● Tarea planteada 1
¿Puedes actualizar las filas, todo desde la que contiene "the stone corbel" hasta la que contiene "x=79, y=378", ambas incluidas, poniendo "iron-grated window" en lugar de "barred window" y dejando lo demás igual? Devuelve solo esas filas.

DISCURSO DEL SANTO PADRE FRANCISCO
A LA COMUNIDAD DEL PONTIFICIO COLEGIO MARONITA DE ROMA

Sala del Consistorio, Viernes, 16 de febrero de 2018

Excelencia,
queridos hermanos:

Os saludo afectuosamente, contento de acogeros. Este año se cumple el décimo aniversario de la aprobación del nuevo estatuto de vuestro Colegio. Es la ocasión para reunirnos, y para recordar vuestra historia y profundizar en vuestras raíces. En realidad, este tiempo que pasáis en Roma es un momento para consolidar las raíces. Me refiero a las raíces presentes en el mismo nombre de vuestra Iglesia, que nos devuelve a san Marón ―lo celebrasteis hace pocos días― y, con él, al monacato, a esa forma de vida que no se conforma con una fe moderada y discreta, sino necesita ir mas allá, amar con todo corazón. Vidas pobres a los ojos del mundo, pero preciosas ante Dios y ante los demás. Recurriendo a estas fuentes puras vuestro ministerio será agua fresca para los sedientos de hoy. Nuestro corazón, como una brújula, busca donde orientarse y se dirige hacia lo que ama; “porque donde esté tu tesoro, allí estará también tu corazón” (Mt 6,21), dice Jesús. Vosotros, en estos años, ayudados por la formación espiritual, por el estudio, por la vida comunitaria, tenéis la gracia de ajustar el corazón, para que encuentre en la fe el impulso de vuestros grandes padres y madres.

Pero hoy existe el riesgo de que vengamos absorbidos por la cultura del temporal y de la apariencia. Estos años son la ocasión para procurarse los anticuerpos contra la mundanidad y la mediocridad. Son años de práctica en el “gimnasio romano”, donde con la ayuda de Dios y de quien os acompaña en el camino podéis reforzar las bases: ante todo las de una indispensable disciplina espiritual, que se basa en los pilares de la oración y del trabajo interior. Una oración litúrgica y personal a la que no bastan los hermosos rituales, sino que lleva la vida ante el Señor y al Señor dentro de la vida. Un trabajo interior paciente que, abierto al debate, ayudado por el estudio y fortalecido por el compromiso, actúe un discernimiento que reconozca las tentaciones y descubra la falsedad, para vivir el ministerio con la libertad más grande, sin hipocresías, sin fingir.

● Datos de trabajo
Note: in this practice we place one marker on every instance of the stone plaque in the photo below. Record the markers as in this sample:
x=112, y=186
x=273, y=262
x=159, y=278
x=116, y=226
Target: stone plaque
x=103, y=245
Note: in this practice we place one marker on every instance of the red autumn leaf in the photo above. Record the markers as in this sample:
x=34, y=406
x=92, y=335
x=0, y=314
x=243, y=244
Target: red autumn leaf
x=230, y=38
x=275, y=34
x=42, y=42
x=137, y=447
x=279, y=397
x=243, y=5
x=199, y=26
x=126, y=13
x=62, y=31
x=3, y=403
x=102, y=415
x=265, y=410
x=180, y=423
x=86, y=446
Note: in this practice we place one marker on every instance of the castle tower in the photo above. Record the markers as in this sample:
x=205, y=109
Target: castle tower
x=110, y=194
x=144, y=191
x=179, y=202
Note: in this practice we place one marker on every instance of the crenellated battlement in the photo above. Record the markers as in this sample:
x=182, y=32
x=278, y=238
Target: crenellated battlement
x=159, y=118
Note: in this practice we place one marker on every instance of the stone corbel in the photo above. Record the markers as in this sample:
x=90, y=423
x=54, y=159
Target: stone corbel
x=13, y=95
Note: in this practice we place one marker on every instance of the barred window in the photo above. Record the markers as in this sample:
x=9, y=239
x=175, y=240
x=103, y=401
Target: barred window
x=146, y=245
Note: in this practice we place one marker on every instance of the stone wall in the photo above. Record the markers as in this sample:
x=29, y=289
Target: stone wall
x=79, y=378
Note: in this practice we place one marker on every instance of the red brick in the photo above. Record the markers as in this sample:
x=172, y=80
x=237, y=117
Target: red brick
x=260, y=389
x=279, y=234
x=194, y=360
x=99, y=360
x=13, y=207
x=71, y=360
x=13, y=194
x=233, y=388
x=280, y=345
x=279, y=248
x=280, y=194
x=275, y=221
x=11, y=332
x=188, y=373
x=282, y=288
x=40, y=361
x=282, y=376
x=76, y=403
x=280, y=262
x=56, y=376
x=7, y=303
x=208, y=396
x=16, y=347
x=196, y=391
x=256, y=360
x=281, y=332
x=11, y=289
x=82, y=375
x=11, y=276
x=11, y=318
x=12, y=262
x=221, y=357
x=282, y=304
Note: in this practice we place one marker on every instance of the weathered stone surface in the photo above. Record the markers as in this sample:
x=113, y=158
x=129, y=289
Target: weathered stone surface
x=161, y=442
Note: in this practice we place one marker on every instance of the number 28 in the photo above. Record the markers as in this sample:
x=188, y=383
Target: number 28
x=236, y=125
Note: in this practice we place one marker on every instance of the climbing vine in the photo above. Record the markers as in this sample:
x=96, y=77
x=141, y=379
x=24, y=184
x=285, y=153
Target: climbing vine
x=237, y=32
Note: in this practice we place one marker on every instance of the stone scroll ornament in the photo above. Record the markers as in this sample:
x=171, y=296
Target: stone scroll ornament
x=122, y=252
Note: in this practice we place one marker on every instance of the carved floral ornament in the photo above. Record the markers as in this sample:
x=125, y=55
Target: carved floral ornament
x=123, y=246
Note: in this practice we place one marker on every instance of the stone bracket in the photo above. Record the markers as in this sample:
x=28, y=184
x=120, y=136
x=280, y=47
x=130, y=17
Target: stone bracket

● Tarea planteada 2
Responde estas preguntas sobre el discurso:
(a) ¿Qué aniversario se cumple este año?
(b) ¿En qué sala y en qué fecha se pronunció?
(c) ¿En qué dos pilares se basa la disciplina espiritual?

● Respuesta del ejercicio 1
Note: in this practice we place one marker on every instance of the stone corbel in the photo above. Record the markers as in this sample:
x=90, y=423
x=54, y=159
Target: stone corbel
x=13, y=95
Note: in this practice we place one marker on every instance of the iron-grated window in the photo above. Record the markers as in this sample:
x=9, y=239
x=175, y=240
x=103, y=401
Target: iron-grated window
x=146, y=245
Note: in this practice we place one marker on every instance of the stone wall in the photo above. Record the markers as in this sample:
x=29, y=289
Target: stone wall
x=79, y=378

● Respuesta del ejercicio 2
(a) El décimo aniversario de la aprobación del nuevo estatuto del Colegio.
(b) En la Sala del Consistorio, el viernes 16 de febrero de 2018.
(c) En la oración y el trabajo interior.